Express the material from its start through the line containing "[[160, 257], [127, 257]]", inclusive, as a Markdown table with the columns Row and Line, numbering each line and omitting blank lines. Leave the pictures out of the table.

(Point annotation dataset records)
::::::

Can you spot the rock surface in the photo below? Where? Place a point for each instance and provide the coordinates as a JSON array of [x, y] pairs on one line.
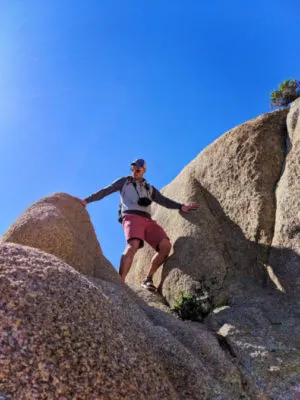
[[84, 334], [61, 337], [224, 245], [59, 225], [285, 254]]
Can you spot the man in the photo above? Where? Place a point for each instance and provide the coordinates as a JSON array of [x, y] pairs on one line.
[[135, 215]]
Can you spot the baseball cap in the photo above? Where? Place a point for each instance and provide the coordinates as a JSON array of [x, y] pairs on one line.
[[139, 162]]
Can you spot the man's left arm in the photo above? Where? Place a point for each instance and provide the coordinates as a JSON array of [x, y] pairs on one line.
[[168, 203]]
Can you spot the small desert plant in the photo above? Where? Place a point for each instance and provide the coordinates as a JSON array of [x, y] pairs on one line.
[[289, 91], [189, 306]]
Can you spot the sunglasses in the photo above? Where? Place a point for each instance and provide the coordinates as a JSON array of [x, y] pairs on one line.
[[135, 168]]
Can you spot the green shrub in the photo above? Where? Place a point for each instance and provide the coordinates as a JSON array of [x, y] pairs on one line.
[[289, 91], [190, 306]]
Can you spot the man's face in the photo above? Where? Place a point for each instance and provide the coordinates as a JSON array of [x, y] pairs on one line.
[[137, 172]]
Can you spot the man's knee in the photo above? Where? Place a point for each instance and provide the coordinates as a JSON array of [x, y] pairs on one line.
[[132, 246], [164, 247]]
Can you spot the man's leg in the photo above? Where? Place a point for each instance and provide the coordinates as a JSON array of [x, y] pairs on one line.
[[160, 257], [127, 257]]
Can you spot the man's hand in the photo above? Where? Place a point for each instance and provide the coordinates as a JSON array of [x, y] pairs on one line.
[[82, 202], [188, 207]]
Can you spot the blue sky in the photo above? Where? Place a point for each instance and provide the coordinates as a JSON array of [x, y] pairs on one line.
[[87, 86]]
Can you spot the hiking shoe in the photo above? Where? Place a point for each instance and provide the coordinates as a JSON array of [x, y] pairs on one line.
[[148, 284]]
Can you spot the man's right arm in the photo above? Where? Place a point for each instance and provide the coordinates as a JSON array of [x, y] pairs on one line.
[[114, 187]]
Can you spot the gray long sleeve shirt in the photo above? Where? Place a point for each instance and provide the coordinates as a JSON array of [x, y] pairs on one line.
[[130, 196]]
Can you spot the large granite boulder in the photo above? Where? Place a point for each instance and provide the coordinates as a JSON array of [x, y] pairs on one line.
[[223, 247], [227, 249], [187, 357], [62, 338], [58, 224]]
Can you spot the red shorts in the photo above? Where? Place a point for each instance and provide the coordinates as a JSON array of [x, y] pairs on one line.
[[138, 227]]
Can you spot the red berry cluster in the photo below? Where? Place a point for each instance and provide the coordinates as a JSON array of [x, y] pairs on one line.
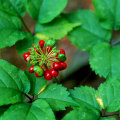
[[45, 59]]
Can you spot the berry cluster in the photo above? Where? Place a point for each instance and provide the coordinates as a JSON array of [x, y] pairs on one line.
[[45, 59]]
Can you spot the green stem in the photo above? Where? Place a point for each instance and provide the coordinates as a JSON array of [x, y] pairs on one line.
[[29, 97]]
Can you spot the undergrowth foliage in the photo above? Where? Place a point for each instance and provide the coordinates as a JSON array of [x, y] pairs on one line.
[[25, 97]]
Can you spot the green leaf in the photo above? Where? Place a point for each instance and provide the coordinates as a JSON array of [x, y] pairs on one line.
[[57, 96], [13, 84], [10, 30], [109, 95], [36, 83], [33, 8], [82, 114], [38, 110], [108, 12], [107, 119], [50, 9], [23, 45], [85, 96], [13, 7], [89, 33], [3, 109], [56, 29], [105, 59]]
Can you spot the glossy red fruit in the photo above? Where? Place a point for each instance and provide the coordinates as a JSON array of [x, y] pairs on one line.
[[37, 75], [63, 65], [41, 43], [56, 66], [36, 50], [54, 73], [49, 49], [47, 75], [62, 51], [31, 69], [26, 55]]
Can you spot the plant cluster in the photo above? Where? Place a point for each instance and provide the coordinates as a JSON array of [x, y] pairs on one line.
[[90, 31], [45, 59]]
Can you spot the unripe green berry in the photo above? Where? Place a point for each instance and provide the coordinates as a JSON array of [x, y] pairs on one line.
[[61, 57], [38, 70], [51, 43]]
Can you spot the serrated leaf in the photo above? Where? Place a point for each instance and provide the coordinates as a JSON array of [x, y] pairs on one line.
[[13, 84], [105, 59], [57, 96], [85, 96], [107, 119], [56, 29], [36, 83], [89, 33], [108, 93], [10, 30], [23, 46], [3, 109], [82, 114], [13, 7], [108, 12], [38, 110]]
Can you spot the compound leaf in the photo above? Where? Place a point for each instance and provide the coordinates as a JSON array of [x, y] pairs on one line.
[[89, 33], [38, 110], [57, 97], [13, 84], [56, 29]]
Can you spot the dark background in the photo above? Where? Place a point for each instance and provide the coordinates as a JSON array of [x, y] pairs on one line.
[[78, 72]]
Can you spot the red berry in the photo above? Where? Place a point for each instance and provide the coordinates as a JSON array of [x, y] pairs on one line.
[[47, 75], [62, 51], [56, 65], [31, 69], [54, 73], [26, 55], [49, 49], [36, 50], [63, 65], [41, 43], [37, 75]]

::::::

■ RESULT
| Row | Line |
|---|---|
| 1 | Can you spot the rock surface in the photo below? Where? Place a point for each instance and provide the coordinates as a JSON array of [x, y] pairs on one line. |
| 2 | [[84, 334], [61, 337], [224, 245], [59, 225], [285, 254]] |
| 3 | Can you spot the man in the photo above? Where? Place a point for each instance and provide the coordinates as a JSON array of [x, y] pairs on one line. |
| 4 | [[135, 215]] |
| 5 | Can you spot the baseball cap in the photo above? Where? Place a point for each instance and provide the coordinates as a JSON array of [x, y] pairs on one line. |
| 6 | [[139, 162]] |
| 7 | Can you spot the man's left arm in the photo above? Where? Place a point for each instance and provide the coordinates as a JSON array of [x, y] pairs on one line. |
| 8 | [[168, 203]] |
| 9 | Can you spot the small desert plant in the photo above? Where? Place a point for each instance and provide the coordinates as a JSON array of [x, y] pairs on one line. |
| 10 | [[289, 91], [189, 306]] |
| 11 | Can you spot the sunglasses in the photo above? Where? Place a point for each instance and provide the coordinates as a JSON array of [x, y] pairs on one line. |
| 12 | [[135, 168]] |
| 13 | Can you spot the green shrub in the photo above? Where? Place a point for each instance and provide the coordinates as a JSON array of [x, y] pairs on one line. |
| 14 | [[289, 91], [190, 306]] |
| 15 | Can you spot the man's face in the photo above? Where? Place a point for each instance and provide the coordinates as a JSON array of [x, y] pairs on one line. |
| 16 | [[137, 172]] |
| 17 | Can you spot the man's knee in the photo above? Where? Place a point for each instance and provide the coordinates as a JSON array of [x, y] pairs on one line. |
| 18 | [[132, 246], [164, 247]] |
| 19 | Can you spot the man's leg in the photo above? Where? Place a point for each instance and provide the coordinates as a JSON array of [x, y] pairs on one line. |
| 20 | [[160, 257], [127, 257]] |